Teks Bacaan:

== == ==

Drs Abdul Kholiq, mantan anggota Fraksi PDI-P Jombang. (FT/IST)

JOMBANG | duta.co – Di media sosial nahdliyin berseliweran narasi yang tertulis atas nama Arbania Fitriani, mengaku mantan kader PKS dari UI, sebagai “note” pribadi di facebook. Narasi itu sebenarnya sudah lama. Tanggal 7 Oktober 2019 sudah termuat  nublitar.or.id dengan tajuk ‘Pengakuan Kader, Cara Menghancurkan NKRI’. (https://nublitar.or.id/pengakuan-kader-pks-cara-menghancurkan-nkri/)

“Hari ini Jumat (21/1/22), sudah dua kali masuk grup medsos saya. Lucunya, yang mengirimkan kader senior NU. Lalu, ada yang menerjemahkan bahwa, ini (narasi) untuk penguatan internal NU dalam membela NKRI. Kok bodoh sekali! Kita warga NU sudah mereka anggap seperti kebo atau kethek ketulup, dlongap-dlongop, plonga-plongo. Miris membacanya,” demikian Drs Abdul Kholiq, mantan anggota Fraksi PDI-P Jombang kepada duta.co, Jumat (21/1/22).

Menurut Cak Khoiliq, panggilan akrabnya, memupuk nasionalisme, memperkuat NKRI di kalangan nahdliyin, itu tidak harus menjelek-jelek komunitas lain. Apalagi sampai menuduh yang tidak-tidak, jauh dari nalar.

“Narasi itu jutsru akan mempercepat kebesaran PKS, ini bukan memperkuat nasionalisme kita dalam menjaga NKRI. Kalimat ‘PKS Mengancurkan NKRI’ ini sudah tidak nalar. Mengapa? Karena PKS ini parpol yang legal, ada pengakuan resmi negara, masak gak paham?” jelasnya.

Bagaimana dengan testimoni atau pengakuan kader PKS ‘CARA MENGHANCURKAN NKRI’? “Pertama, ini jagat politik. Tidak menutup kemungkinan ada yang membayar. Hasilnya, dia dapat uang, kita dapat limbah. Kedua, kalau benar PKS itu menghacurkan NKRI, lalu di mana kuping (telinga) intelijen kita? Ketiga, faktanya, banyak sekali kawan-kawan (politisi NU) yang berada di PKS. Bahkan ada dzurriyah Mbah Hasyim, muassis NU,” tegasnya.

Membaca narasi Arbania Fitriani ini, memang unik. Ia mengawalinya dengan kalimat membius dan kental ‘skenario’. “Pertama-tama, saya menuliskan pengalaman saya ini tidak untuk menjatuhkan atau menjelek-jelekkan salah satu partai besar di Indonesia. Saya hanya ingin berbagi pengalaman untuk menjadi bahan renungan para pembaca agar dapat lebih mengenal PKS dari dalam,” tulisnya.

== == ==

[Entri dari kumpulan anotasi titik]
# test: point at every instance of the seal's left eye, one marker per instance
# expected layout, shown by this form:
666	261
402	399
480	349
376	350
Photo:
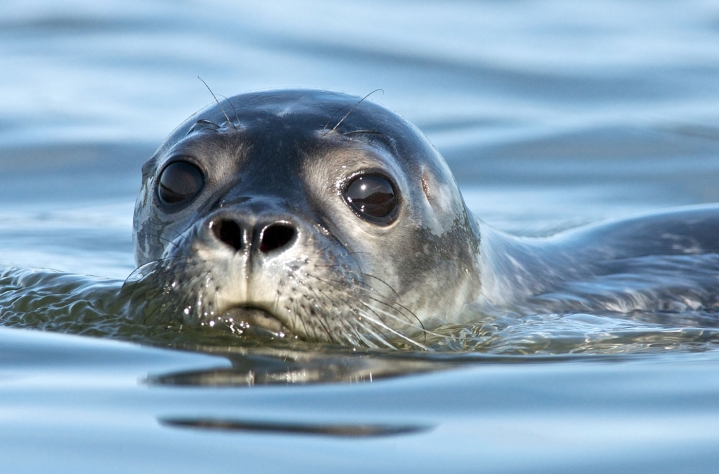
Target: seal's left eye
372	198
180	181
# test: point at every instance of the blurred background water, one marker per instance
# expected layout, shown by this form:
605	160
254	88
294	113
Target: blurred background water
550	113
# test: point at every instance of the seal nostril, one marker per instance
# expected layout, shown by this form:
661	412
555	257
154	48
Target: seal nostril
276	236
228	232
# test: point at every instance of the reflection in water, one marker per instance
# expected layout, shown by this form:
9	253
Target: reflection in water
335	430
67	303
270	365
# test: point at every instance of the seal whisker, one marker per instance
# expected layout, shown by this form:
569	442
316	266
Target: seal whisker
354	107
397	333
218	104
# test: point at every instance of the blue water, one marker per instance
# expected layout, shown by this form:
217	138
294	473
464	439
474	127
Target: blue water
551	114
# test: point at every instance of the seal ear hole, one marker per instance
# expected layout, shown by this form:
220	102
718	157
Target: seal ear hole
228	232
372	198
179	182
275	237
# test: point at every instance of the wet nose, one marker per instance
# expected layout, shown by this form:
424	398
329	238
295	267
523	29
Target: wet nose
264	237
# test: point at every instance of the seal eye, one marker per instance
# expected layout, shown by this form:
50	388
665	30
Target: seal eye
179	181
371	197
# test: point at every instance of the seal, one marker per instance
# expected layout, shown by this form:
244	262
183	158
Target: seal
330	217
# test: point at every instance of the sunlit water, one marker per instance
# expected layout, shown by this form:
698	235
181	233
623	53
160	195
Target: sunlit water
551	114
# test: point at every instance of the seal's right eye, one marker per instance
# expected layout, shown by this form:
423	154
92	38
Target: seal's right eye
180	181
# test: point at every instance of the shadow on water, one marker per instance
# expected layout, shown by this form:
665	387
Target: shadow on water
339	431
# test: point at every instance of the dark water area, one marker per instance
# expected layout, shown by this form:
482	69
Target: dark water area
550	114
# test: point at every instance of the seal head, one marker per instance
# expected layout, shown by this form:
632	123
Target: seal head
309	212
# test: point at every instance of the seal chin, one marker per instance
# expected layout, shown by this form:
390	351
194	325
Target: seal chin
255	320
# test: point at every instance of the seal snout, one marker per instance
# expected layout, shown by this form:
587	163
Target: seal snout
272	236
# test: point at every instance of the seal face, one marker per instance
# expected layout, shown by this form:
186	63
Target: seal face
318	214
304	212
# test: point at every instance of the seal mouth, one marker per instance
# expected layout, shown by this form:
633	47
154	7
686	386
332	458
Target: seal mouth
257	321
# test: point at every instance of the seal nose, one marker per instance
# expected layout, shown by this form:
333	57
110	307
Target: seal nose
276	236
266	238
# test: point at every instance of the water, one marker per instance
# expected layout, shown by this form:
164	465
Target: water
551	114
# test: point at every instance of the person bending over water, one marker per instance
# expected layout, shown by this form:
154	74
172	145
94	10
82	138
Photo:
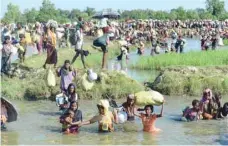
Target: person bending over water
67	122
129	107
149	119
105	118
192	114
207	105
76	118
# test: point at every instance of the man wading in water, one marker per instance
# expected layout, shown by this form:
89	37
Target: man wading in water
79	42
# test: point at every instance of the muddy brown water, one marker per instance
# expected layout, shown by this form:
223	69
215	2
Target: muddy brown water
38	122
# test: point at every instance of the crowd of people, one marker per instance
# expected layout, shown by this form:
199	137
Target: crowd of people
48	37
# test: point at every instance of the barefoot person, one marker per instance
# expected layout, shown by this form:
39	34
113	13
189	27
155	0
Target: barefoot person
103	42
67	75
79	42
51	45
149	119
105	118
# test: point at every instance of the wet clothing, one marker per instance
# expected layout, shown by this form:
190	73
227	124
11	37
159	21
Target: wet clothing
139	51
129	111
213	43
180	45
149	123
191	115
6	61
102	42
51	49
104	122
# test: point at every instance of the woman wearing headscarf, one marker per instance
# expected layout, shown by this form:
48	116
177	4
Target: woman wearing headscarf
105	118
67	74
38	34
51	45
76	119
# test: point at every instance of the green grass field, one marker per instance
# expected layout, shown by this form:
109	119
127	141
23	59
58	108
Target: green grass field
206	58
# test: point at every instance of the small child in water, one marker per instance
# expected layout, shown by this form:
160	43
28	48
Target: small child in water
141	48
192	114
149	119
67	122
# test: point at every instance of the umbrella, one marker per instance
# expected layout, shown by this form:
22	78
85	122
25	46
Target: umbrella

== == ==

Ketentuan Tugas:
[a] Menurut artikel tentang narasi kader PKS, pada tanggal berapa narasi itu sudah termuat di nublitar.or.id?
[b] Tuliskan kembali bagian artikel tentang narasi kader PKS antara "JOMBANG | duta.co" dan "duta.co, Jumat (21/1/22).", termasuk kedua batas itu.
[c] Teruskan artikel tentang narasi kader PKS dari bagian terakhir yang ditampilkan.

Kumpulan Jawaban:
[a] Tanggal 7 Oktober 2019.

[b]
JOMBANG | duta.co – Di media sosial nahdliyin berseliweran narasi yang tertulis atas nama Arbania Fitriani, mengaku mantan kader PKS dari UI, sebagai “note” pribadi di facebook. Narasi itu sebenarnya sudah lama. Tanggal 7 Oktober 2019 sudah termuat  nublitar.or.id dengan tajuk ‘Pengakuan Kader, Cara Menghancurkan NKRI’. (https://nublitar.or.id/pengakuan-kader-pks-cara-menghancurkan-nkri/)

“Hari ini Jumat (21/1/22), sudah dua kali masuk grup medsos saya. Lucunya, yang mengirimkan kader senior NU. Lalu, ada yang menerjemahkan bahwa, ini (narasi) untuk penguatan internal NU dalam membela NKRI. Kok bodoh sekali! Kita warga NU sudah mereka anggap seperti kebo atau kethek ketulup, dlongap-dlongop, plonga-plongo. Miris membacanya,” demikian Drs Abdul Kholiq, mantan anggota Fraksi PDI-P Jombang kepada duta.co, Jumat (21/1/22).

[c]
Lalu, tambahnya, tulisan ini dimaksudkan agar masyarakat dapat mengenal PKS secara objektif, agar rakyat Indonesia mengetahui apakah PKS benar-benar mengusung kepentingan rakyat Indonesia atau justru sedang mengkhianati masyarakat dan para kadernya sendiri dengan sentimen keagamaan serta jargon sebagai partai bersih. Sayangnya, banyak masyarakat dan orang-orang di dalam tubuh PKS ini pun tidak menyadarinya.

“Bagian tersebut akan saya jelaskan secara singkat di akhir cerita saya, dan sekarang saya ingin berbagi dulu kepada para pembaca mengenai sistem pengkaderan PKS yang sangat canggih dan sistematis sehingga dalam waktu singkat membuatnya menjadi partai besar,” tambahnya.

Saya, demikian Arbania, waktu mahasiswa adalah kader PKS mulai dari ‘amsirriyah sampai ke ‘am jahriyah. Mulai dari saya masih sembunyi-sembunyi dalam berdakwah, sampai ke fase dakwah secara terang-terangan, sejak PKS masih bernama PK sampai kemudian menjadi PKS.

Mana Bisa PKS Gerus Budaya NU

Bagian terakhir Arbania menulis: Kembali pada agenda PKS sebagai perpanjangan tangan dari Kerajaan Saudi, tujuan utamanya adalah agar kekuasaan Arab bisa mencapai Indonesia, mengingat satu-satunya sumber devisa Arab adalah minyak yang diperkirakan akan habis pada 2050 dan melalui jamaah haji.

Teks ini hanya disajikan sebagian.